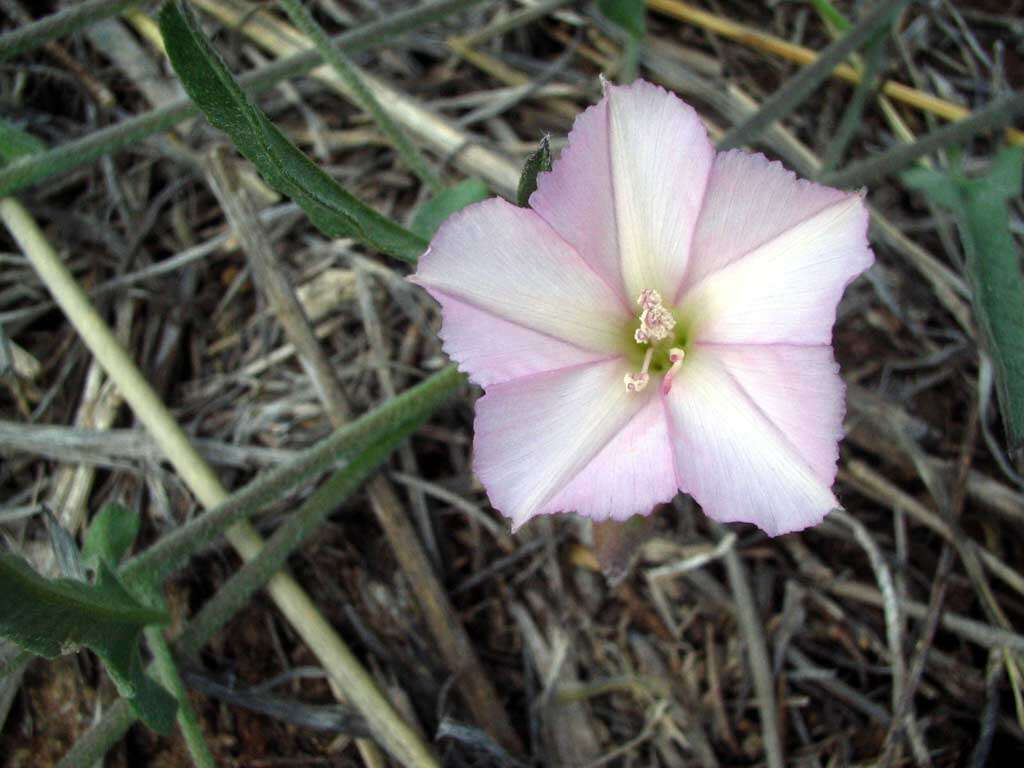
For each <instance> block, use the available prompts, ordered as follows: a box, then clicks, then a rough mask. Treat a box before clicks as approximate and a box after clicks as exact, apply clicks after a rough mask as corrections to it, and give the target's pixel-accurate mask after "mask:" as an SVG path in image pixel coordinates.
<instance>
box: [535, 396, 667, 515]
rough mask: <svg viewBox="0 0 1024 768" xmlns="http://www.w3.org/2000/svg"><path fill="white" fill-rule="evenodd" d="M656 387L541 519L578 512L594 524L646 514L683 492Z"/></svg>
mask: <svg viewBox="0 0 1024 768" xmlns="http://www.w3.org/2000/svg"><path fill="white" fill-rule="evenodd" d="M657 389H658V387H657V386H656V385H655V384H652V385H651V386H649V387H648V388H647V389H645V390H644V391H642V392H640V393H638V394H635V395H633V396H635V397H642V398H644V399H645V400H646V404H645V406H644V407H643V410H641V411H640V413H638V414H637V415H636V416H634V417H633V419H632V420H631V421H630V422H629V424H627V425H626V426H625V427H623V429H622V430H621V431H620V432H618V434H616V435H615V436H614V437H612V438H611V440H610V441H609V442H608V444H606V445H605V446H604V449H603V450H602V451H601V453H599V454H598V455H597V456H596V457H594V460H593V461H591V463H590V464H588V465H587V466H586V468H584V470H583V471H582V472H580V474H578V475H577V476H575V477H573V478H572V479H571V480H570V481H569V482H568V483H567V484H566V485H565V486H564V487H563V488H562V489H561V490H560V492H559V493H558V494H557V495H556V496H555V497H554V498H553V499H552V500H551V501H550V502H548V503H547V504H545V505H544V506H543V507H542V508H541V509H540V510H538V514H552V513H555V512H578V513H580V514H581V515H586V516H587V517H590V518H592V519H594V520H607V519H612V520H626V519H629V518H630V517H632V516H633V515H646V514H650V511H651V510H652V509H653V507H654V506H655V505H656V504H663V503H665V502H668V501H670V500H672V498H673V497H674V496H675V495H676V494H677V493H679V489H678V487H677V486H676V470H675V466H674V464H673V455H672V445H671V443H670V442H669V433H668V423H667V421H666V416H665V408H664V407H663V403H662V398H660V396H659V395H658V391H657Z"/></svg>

════════

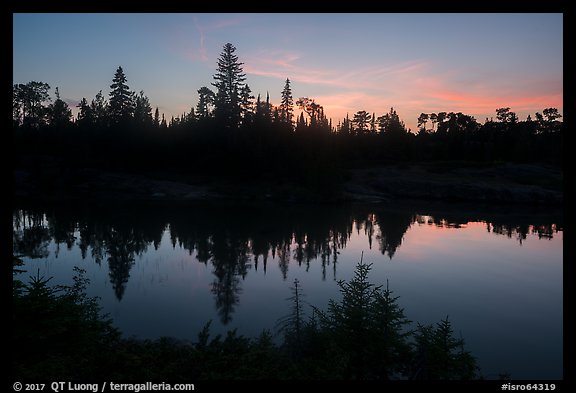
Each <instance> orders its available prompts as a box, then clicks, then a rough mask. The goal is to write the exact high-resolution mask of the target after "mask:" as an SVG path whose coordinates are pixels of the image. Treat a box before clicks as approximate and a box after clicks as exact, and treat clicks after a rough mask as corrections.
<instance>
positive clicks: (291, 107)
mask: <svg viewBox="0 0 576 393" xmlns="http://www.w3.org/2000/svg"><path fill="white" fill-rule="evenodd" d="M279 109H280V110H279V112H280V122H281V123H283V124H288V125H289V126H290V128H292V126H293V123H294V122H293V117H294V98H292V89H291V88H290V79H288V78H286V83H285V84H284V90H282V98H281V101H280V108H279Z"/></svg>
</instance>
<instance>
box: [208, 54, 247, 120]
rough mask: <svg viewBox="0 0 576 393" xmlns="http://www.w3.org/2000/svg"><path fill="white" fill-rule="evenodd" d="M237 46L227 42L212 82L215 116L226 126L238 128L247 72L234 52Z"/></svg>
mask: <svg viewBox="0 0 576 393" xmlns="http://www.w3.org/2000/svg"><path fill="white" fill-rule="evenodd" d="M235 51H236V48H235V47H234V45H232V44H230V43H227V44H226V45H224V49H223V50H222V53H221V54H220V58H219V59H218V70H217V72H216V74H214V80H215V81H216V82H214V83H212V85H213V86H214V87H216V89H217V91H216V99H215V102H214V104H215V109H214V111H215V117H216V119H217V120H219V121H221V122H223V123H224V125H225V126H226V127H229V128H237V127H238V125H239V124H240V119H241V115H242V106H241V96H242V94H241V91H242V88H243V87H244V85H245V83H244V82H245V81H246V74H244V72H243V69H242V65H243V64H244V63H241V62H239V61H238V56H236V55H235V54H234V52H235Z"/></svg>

════════

Work to complete:
Echo back the records, starting at the line containing "For each <instance>" and going through the line containing "387L541 519L578 512L594", both ends included.

Result of the exercise:
For each <instance> block, use the available prompts, ordered as follows: a box, then clicks, then a rough mask. Treat a box before clicks as approximate and a box after clicks as exact, apply clicks after a rough mask as corrections to it, and give the target's pixel-accurate mask after "mask:" as an SVG path in image pixel coordinates.
<instance>
box: [535, 396, 667, 515]
rough mask: <svg viewBox="0 0 1024 768" xmlns="http://www.w3.org/2000/svg"><path fill="white" fill-rule="evenodd" d="M656 387L541 519L578 512L594 524L646 514L683 492Z"/></svg>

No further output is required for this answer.